▶ What you have to do: Rewrite all of the records below, swapping every "set a dot" for "place a marker" and leaving the rest untouched.

** START Given entries **

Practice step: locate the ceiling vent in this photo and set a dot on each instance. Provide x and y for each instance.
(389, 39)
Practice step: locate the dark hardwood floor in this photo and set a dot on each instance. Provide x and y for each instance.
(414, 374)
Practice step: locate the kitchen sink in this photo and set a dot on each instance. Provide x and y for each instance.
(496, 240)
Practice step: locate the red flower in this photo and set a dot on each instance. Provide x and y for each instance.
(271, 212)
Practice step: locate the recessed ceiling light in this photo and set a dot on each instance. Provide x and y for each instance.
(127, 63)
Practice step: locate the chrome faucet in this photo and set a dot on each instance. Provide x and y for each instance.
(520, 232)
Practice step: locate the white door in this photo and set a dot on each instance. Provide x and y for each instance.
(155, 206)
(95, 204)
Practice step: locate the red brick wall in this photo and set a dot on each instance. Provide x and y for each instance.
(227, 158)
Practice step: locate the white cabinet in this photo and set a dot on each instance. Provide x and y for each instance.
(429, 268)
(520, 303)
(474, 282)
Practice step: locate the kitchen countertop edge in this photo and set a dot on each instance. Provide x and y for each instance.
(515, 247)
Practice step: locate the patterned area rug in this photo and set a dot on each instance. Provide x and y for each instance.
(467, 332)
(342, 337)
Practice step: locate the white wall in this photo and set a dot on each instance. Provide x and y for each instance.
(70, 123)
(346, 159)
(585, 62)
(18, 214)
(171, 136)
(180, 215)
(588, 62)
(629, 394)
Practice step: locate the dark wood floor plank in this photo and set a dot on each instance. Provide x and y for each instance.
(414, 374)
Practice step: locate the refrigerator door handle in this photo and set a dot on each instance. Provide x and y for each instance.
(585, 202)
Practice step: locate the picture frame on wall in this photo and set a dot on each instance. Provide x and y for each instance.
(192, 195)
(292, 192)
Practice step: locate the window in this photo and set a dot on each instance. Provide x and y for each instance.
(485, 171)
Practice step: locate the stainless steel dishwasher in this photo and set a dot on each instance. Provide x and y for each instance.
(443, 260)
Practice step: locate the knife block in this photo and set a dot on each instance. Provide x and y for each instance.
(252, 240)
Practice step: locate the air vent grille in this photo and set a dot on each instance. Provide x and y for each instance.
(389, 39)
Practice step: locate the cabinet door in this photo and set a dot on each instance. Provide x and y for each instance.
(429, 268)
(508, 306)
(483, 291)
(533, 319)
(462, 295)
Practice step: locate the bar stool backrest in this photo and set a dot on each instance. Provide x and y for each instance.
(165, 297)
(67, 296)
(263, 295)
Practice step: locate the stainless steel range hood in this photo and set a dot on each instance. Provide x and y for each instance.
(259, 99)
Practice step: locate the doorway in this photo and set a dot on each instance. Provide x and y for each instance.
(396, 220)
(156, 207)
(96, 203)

** END Given entries **

▶ Solution:
Practice step: locate the ceiling vent in this photo and place a marker on each instance. Provide x and y for each instance.
(389, 39)
Practice step: locate the dark hardwood floor in this photo and place a marker on each instance. Provide x and y for each instance.
(414, 374)
Practice step: locate the kitchen sink in this photo and place a marker on each instance. Provide x and y for each instance.
(496, 240)
Practice step: locate the red flower in this photo and place a marker on each instance. Provide x and y for each instance.
(271, 212)
Practice step: locate the recessed ceiling light in this photo and place a marker on each instance. Provide x and y for each instance.
(127, 63)
Practice step: locate the chrome faucet in this photo and place a marker on each instance. Provide x and y for each instance.
(520, 232)
Practice step: locate the white door in this photo and place a marker on each instance. Provide x and y for each instance.
(155, 206)
(95, 204)
Practice step: locate the red brick wall in this photo and place a marker on each instance. Provide x and y for each instance.
(227, 158)
Practice step: locate the white cabinet in this photo and place a marker on each instance. Provide x and y for each instance.
(429, 268)
(520, 303)
(474, 282)
Practice step: locate the kitchen countertop edge in this photo and place a marker on each instance. Provide x and y for each instance.
(515, 247)
Practice step: locate the patterned area rug in this photo and place a marker on each instance. Provide x and y for each instance.
(467, 332)
(342, 337)
Practice step: locate the white wall in this photo and place a marker on each instance. Provide x and y for each instance.
(70, 123)
(346, 159)
(585, 62)
(18, 214)
(171, 136)
(180, 215)
(588, 62)
(629, 394)
Practice step: locate the dark wood floor plank in this photo and place a marker on each instance. Provide x and y for each instance.
(414, 374)
Practice step: locate the refrigerator door handle in this photo and place a marker on each instance. Provide x and y for each instance.
(585, 202)
Practice step: locate the picture frame on wall in this photo and place a marker on each instance. Provide x and y for each instance.
(192, 195)
(292, 192)
Practice step: locate the window in this photo and place a marker on each instance. Provide x and y for each instance.
(485, 171)
Practice step: locate the stainless steel dishwasher in this photo and place a marker on each instance. Provide x and y for each instance.
(443, 260)
Practice step: locate the knife block in this photo and place a marker on each instance. Provide x and y for each instance.
(252, 240)
Practice step: locate the air vent grille in this photo and place a marker on each instance. Provide x and y for each instance.
(389, 39)
Practice step: locate the cabinet door in this photo and place a marker on each instance. Provide x and y for each instance.
(429, 268)
(508, 306)
(483, 291)
(533, 319)
(462, 295)
Practice step: locate the bar stool backrest in this photo and place a marker on each instance. Provide x and y for each instance.
(165, 297)
(67, 296)
(263, 295)
Practice step: locate the stainless steel range hood in this photo and place a marker on each instance. Provide x and y for each instance.
(259, 99)
Practice step: locate the doorway in this photo and place a marker on each instance. Provide x and y for each instance.
(396, 220)
(156, 207)
(96, 203)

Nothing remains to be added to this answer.